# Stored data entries
_____
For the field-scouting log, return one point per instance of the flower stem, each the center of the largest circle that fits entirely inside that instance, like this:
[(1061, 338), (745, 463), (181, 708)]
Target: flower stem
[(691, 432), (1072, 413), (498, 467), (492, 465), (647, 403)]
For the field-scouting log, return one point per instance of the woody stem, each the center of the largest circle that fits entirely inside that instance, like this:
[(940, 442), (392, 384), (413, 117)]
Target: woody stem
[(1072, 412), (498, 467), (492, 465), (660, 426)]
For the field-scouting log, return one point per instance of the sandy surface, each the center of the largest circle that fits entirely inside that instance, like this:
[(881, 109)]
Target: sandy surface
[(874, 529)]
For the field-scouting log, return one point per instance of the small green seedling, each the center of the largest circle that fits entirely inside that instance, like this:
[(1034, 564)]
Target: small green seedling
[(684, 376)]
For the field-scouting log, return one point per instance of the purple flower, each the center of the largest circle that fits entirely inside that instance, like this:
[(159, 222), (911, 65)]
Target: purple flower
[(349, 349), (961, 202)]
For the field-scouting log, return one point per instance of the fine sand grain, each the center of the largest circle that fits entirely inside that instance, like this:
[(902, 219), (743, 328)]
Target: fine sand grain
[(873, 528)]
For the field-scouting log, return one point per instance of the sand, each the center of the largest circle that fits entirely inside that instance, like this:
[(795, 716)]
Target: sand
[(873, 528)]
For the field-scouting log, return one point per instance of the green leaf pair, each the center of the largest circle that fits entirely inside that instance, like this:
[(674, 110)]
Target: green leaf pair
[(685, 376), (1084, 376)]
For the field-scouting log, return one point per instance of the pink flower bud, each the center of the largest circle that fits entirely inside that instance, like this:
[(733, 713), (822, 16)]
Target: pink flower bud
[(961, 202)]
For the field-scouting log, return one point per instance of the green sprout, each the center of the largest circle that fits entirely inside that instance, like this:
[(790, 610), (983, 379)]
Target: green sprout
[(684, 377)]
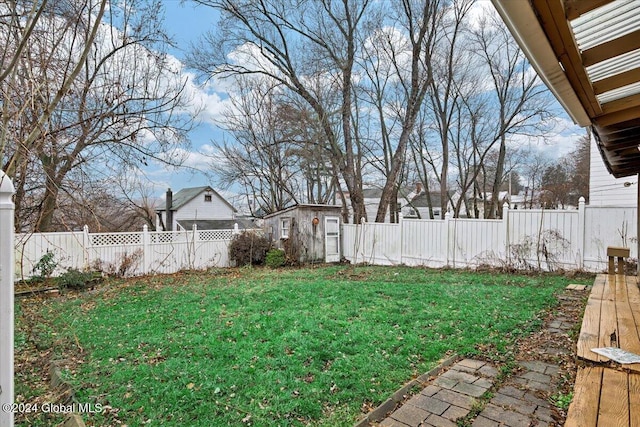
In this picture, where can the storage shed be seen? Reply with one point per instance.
(307, 233)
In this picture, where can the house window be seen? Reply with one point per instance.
(285, 225)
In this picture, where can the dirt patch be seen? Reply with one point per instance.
(555, 343)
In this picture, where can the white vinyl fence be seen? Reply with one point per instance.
(524, 239)
(129, 254)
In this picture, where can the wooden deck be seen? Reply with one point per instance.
(608, 395)
(611, 318)
(605, 397)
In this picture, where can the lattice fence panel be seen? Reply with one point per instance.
(115, 239)
(215, 234)
(169, 237)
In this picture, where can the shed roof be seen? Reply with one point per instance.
(588, 53)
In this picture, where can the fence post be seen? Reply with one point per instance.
(581, 232)
(146, 249)
(6, 298)
(505, 222)
(194, 245)
(400, 226)
(450, 245)
(86, 242)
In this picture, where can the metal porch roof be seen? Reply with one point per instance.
(588, 53)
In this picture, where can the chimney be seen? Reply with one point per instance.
(169, 211)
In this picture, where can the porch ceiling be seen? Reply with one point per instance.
(588, 53)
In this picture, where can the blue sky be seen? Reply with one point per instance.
(186, 22)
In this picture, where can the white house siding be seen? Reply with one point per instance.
(198, 209)
(604, 189)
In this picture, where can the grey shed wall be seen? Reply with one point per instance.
(306, 241)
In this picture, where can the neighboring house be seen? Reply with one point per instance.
(307, 233)
(200, 206)
(604, 189)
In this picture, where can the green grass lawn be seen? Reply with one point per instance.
(280, 347)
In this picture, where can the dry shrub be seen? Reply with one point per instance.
(248, 248)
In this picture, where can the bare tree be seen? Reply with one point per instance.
(521, 105)
(92, 90)
(258, 158)
(295, 43)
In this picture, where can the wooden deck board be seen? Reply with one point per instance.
(612, 311)
(614, 399)
(605, 397)
(634, 400)
(583, 411)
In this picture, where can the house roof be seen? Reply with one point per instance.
(588, 53)
(304, 206)
(217, 224)
(185, 195)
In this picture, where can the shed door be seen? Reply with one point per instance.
(332, 239)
_____
# Exercise
Quote in full each line from the top of the records above through the line with "green sprout, each"; stop after that line.

# Final answer
For the field-scouting log, return one point per instance of the flower stem, each the center of the largest circle that fits entirely inside that instance, like this:
[(1061, 338), (745, 463), (181, 708)]
Target: flower stem
[(691, 432), (1072, 413), (498, 467), (492, 465), (647, 403)]
For the field-scouting log, return one point per instance of the woody stem, each the center of the largest circle that fits entirely inside that instance, like this:
[(940, 442), (392, 384), (413, 117)]
Target: woody stem
[(1072, 412), (498, 467), (492, 465), (660, 426)]
For the field-scouting log, return one point per instance of the sandy surface, each the center of the largest circle that fits entirely inside that instance, like this:
[(881, 109)]
Target: sandy surface
[(874, 529)]
For the field-scouting log, return one point per instance of the small green seedling, each the center of the largest circle that fits entirely inside that instance, like this:
[(1034, 564)]
Target: small green seedling
[(684, 376)]
For the field-scouting log, return one point per instance of the purple flower, each the center of the largest circle that fits entirely inside that instance, like this:
[(159, 222), (911, 65)]
Target: purple flower
[(349, 349), (961, 202)]
For the field-scouting log, return one point per instance of the fine sand grain, each the center of the largest circle that fits entirely inside that instance, like this:
[(902, 219), (743, 328)]
Target: fine sand grain
[(873, 528)]
For the field-scouting log, return one point per instance of the sand, each the center of the largest circle that fits entirely inside that instance, like this:
[(795, 716)]
Target: sand
[(873, 528)]
For the field-scouting log, return one point per instance of the green leaf pair, each the center of the largest circle that fits entirely inside that instance, like this:
[(674, 110)]
Target: green leaf pair
[(685, 376), (1084, 376)]
For the field-scouting log, return one point per instance of the pink flower bud, each the center of the largest circle that fits entirely inside that instance, like this:
[(733, 713), (822, 16)]
Target: pink flower bud
[(961, 202)]
For the field-scouting log, return one point per instance of the green sprout, each the center of the largest circle that fits entirely inside that instance, like this:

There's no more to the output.